WHAT TO PRODUCE — Transcribe each of the entries below line for line, keeping every character unchanged.

Data items —
>>>

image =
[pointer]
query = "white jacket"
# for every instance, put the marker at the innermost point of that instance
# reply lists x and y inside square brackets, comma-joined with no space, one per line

<<<

SOLUTION TO THIS EXERCISE —
image =
[pointer]
query = "white jacket"
# for every instance, put the marker at the innermost point of that instance
# reply lists x and y inside square brackets, comma-joined with no space, one per line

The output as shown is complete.